## SET TASK 1
Translate this sentence from the Supreme Court opinion below into Spanish: "This is a criminal prosecution under an act of Congress regulating the immigration of aliens into the United States."
## SET TASK 2
Carry on the Supreme Court opinion in United States v. John Bitty, writing what follows its last sentence.

## PAGE EXTRACT
>>>

United States v. John Bitty

Decision Date24 February 1908
Docket NumberNo. 503,503
PartiesUNITED STATES, Plff. in Err., v. JOHN BITTY
CourtU.S. Supreme Court

Attorney General Bonaparte and Assistant Attorney General Cooley for plaintiff in error.

[Argument of Counsel from page 394 intentionally omitted] Mr. Edward A. Alexander for defendant in error.

[Argument of Counsel from pages 395-397 intentionally omitted] Mr. Justice Harlan delivered the opinion of the court:

This is a criminal prosecution under an act of Congress regulating the immigration of aliens into the United States.

By the act of March 3d, 1875, chap. 141, relating to immigration, it was made a felony, punishable by imprisonment not exceeding five years and by fine not exceeding $5,000, for anyone knowingly and wilfully to import or to cause the importation of women into the United States for the purposes of 'prostitution.' 18 Stat. at L. 477, U. S. Comp. Stat. 1901, p. 1285.

By the act of March 3d, 1903, chap. 1012, it was provided: 'That the importation into the United States of any woman or girl for the purposes of prostitution is hereby forbidden; and whoever shall import or attempt to import any woman or girl into the United States for the purposes of prostitution, or shall hold or attempt to hold any woman or girl for such purposes in pursuance of such illegal importation, shall be deemed guilty of a felony, and, on conviction thereof, shall be imprisoned not less than one nor more than five years, and pay a fine not exceeding five thousand dollars.' 32 Stat. at L. 1213, 1214.

<<<

## DATASET
>>>

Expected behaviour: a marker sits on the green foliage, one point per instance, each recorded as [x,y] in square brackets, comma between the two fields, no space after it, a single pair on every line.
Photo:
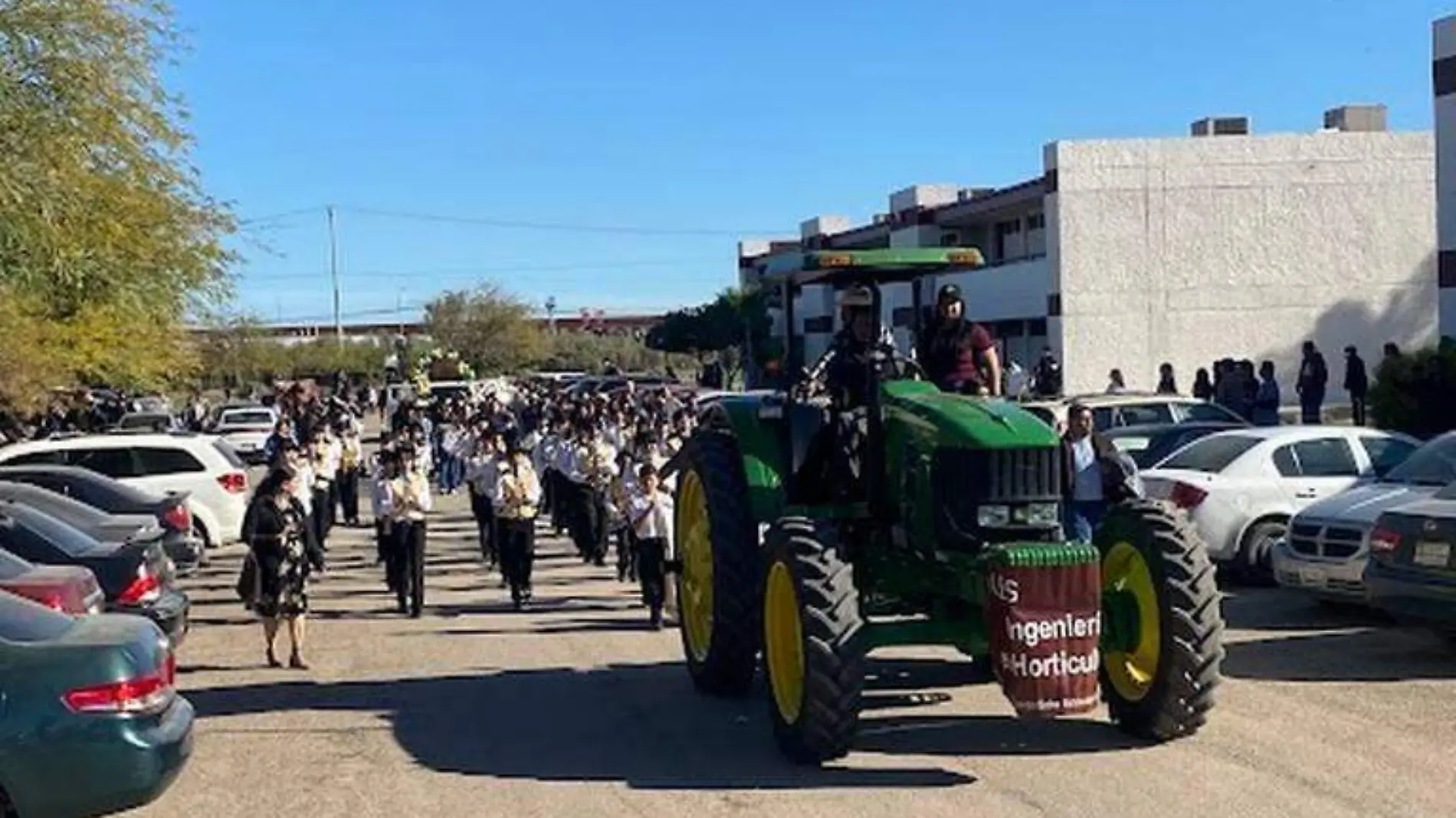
[727,326]
[490,328]
[1415,392]
[107,237]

<<<

## TASK OUTPUT 1
Se trata de un proceso penal en virtud de una ley del Congreso que regula la inmigración de extranjeros a los Estados Unidos.

## TASK OUTPUT 2
A more comprehensive statute regulating the immigration of aliens into the United States was passed on February 20th, 1907. By that act the prior act of 1903 (except one section) was repealed. The 3d section of this last statute was in these words: 'That the importation into the United States of any alien woman or girl for the purpose of prostitution, or for any other immoral purpose, is hereby forbidden; and whoever shall, directly or indirectly, import, or attempt to import, into the United States, any alien woman or girl for the purpose of prostitution, or for any other immoral purpose, or whoever shall hold or attempt to hold any alien woman or girl for any such purpose in pursuance of such illegal importation, or whoever shall keep, maintain, control, support, or harbor in any house or other place, for the purpose of prostitution, or for any other immoral purpose, any alien woman or girl, within three years after she shall have entered the United States, shall, in every such case, be deemed guilty of a felony, and, on conviction thereof, be imprisoned not more than five years and pay a fine of not more than five thousand dollars; and any alien woman or girl who shall be found an inmate of a house of prostitution or practising prostitution, at any time within three years after she shall have entered the United States, shall be deemed to be unlawfully within the United States and shall be deported as provided by sections twenty and twenty-one of this act.' 34 Stat. at L. 898, chap. 1134, U. S. Comp. Stat. Supp. 1907, p. 389.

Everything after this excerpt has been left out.